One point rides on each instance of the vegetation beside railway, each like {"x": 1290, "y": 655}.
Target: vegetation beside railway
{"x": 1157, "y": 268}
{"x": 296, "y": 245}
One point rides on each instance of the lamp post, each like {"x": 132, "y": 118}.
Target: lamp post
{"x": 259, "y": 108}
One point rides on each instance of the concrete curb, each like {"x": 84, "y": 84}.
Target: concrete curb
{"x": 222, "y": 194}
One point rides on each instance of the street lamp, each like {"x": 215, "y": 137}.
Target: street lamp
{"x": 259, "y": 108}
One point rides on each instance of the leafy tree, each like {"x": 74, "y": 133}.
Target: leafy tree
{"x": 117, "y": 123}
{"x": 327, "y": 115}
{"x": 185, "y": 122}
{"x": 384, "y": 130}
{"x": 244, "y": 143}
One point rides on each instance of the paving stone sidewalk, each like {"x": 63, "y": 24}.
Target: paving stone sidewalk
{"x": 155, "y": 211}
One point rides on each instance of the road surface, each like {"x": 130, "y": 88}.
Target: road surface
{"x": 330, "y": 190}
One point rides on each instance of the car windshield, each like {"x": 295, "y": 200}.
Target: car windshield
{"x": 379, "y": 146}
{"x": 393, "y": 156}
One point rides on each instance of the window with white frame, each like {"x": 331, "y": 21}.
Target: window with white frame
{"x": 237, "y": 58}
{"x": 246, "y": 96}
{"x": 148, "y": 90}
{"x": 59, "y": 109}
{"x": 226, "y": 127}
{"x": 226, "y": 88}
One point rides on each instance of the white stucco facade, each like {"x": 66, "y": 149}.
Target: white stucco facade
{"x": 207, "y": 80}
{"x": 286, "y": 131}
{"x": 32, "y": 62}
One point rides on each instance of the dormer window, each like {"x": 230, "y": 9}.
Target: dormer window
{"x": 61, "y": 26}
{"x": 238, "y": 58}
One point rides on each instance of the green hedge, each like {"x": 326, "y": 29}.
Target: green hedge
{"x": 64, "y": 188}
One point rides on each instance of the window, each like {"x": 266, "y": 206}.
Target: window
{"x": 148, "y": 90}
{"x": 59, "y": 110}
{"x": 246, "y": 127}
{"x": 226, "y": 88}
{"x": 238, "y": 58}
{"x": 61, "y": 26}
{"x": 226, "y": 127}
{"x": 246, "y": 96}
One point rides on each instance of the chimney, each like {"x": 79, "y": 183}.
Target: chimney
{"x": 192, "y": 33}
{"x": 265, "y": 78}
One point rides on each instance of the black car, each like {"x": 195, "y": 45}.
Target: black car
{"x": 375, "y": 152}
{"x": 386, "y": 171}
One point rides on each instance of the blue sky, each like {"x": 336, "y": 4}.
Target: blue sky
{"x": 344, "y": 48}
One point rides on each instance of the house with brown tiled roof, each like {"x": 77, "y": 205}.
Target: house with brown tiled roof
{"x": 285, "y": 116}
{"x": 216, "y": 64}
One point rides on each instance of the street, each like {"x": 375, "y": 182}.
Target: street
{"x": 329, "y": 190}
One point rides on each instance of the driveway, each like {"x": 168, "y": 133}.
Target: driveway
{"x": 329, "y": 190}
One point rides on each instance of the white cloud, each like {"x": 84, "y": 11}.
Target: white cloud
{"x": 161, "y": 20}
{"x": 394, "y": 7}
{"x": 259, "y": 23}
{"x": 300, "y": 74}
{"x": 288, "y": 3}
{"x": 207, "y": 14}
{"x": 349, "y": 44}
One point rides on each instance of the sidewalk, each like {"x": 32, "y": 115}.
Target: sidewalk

> _What you will do_
Write out the entries above word for word.

> _Response to the task_
One point rides on each instance of the vegetation beside railway, each like {"x": 1290, "y": 655}.
Target: vegetation beside railway
{"x": 1157, "y": 268}
{"x": 296, "y": 245}
One point rides on each instance of the lamp post, each like {"x": 132, "y": 118}.
Target: lamp post
{"x": 259, "y": 108}
One point rides on each instance of the concrete curb, each like {"x": 84, "y": 84}.
Target: concrete curb
{"x": 222, "y": 194}
One point rides on each instance of the street lamp, each like {"x": 215, "y": 137}.
Target: street lamp
{"x": 259, "y": 108}
One point rides on each instance of the leafy tree, each like {"x": 74, "y": 133}.
Target: leafy tree
{"x": 117, "y": 123}
{"x": 327, "y": 115}
{"x": 185, "y": 122}
{"x": 384, "y": 130}
{"x": 244, "y": 143}
One point rides on each instance of the paving stone sidewalk, each like {"x": 63, "y": 24}.
Target: paving stone sidewalk
{"x": 155, "y": 211}
One point rides on each instance of the road surface, each like {"x": 130, "y": 88}.
Target: road surface
{"x": 330, "y": 190}
One point rides on each instance of the car windshield, each like {"x": 295, "y": 200}.
Target: car windshield
{"x": 379, "y": 146}
{"x": 393, "y": 156}
One point rides on each instance of the window with white frame, each like {"x": 331, "y": 21}.
Target: window with white frame
{"x": 237, "y": 58}
{"x": 246, "y": 96}
{"x": 148, "y": 90}
{"x": 59, "y": 109}
{"x": 226, "y": 127}
{"x": 226, "y": 88}
One point rides on each instance of the white stucco facade, each like {"x": 66, "y": 149}.
Target: white stucco facade
{"x": 207, "y": 80}
{"x": 286, "y": 131}
{"x": 32, "y": 62}
One point rides on each instance of the dormer window, each like {"x": 230, "y": 9}.
Target: dormer window
{"x": 61, "y": 26}
{"x": 238, "y": 58}
One point rides on each instance of the green hedge, each like {"x": 326, "y": 29}.
Target: green hedge
{"x": 64, "y": 188}
One point rides on each instance of the window, each like {"x": 266, "y": 206}.
Target: window
{"x": 148, "y": 90}
{"x": 59, "y": 110}
{"x": 246, "y": 127}
{"x": 226, "y": 88}
{"x": 238, "y": 58}
{"x": 61, "y": 26}
{"x": 226, "y": 127}
{"x": 246, "y": 96}
One point rides on each instance of the chimney, each like {"x": 79, "y": 183}.
Target: chimney
{"x": 192, "y": 33}
{"x": 265, "y": 78}
One point rides on each instance of the black car, each like {"x": 195, "y": 45}.
Target: black car
{"x": 375, "y": 152}
{"x": 386, "y": 171}
One point rides on each instance of the blue sky, each like {"x": 336, "y": 4}.
Target: blue sky
{"x": 344, "y": 48}
One point rides on each instance of the house with brown tiled roof, each like {"x": 77, "y": 205}.
Target: house with brown tiled roof
{"x": 285, "y": 116}
{"x": 216, "y": 64}
One point rides on each instance of the street, each like {"x": 375, "y": 182}.
Target: street
{"x": 329, "y": 190}
One point rides on each instance of the driveway, each like {"x": 168, "y": 133}.
Target: driveway
{"x": 329, "y": 190}
One point rides on each instance of the white cloud, each like {"x": 84, "y": 11}.
Target: white cloud
{"x": 161, "y": 20}
{"x": 394, "y": 7}
{"x": 259, "y": 23}
{"x": 300, "y": 74}
{"x": 288, "y": 3}
{"x": 207, "y": 14}
{"x": 349, "y": 44}
One point rides on each instance of the sidewalk, each like {"x": 32, "y": 115}.
Target: sidewalk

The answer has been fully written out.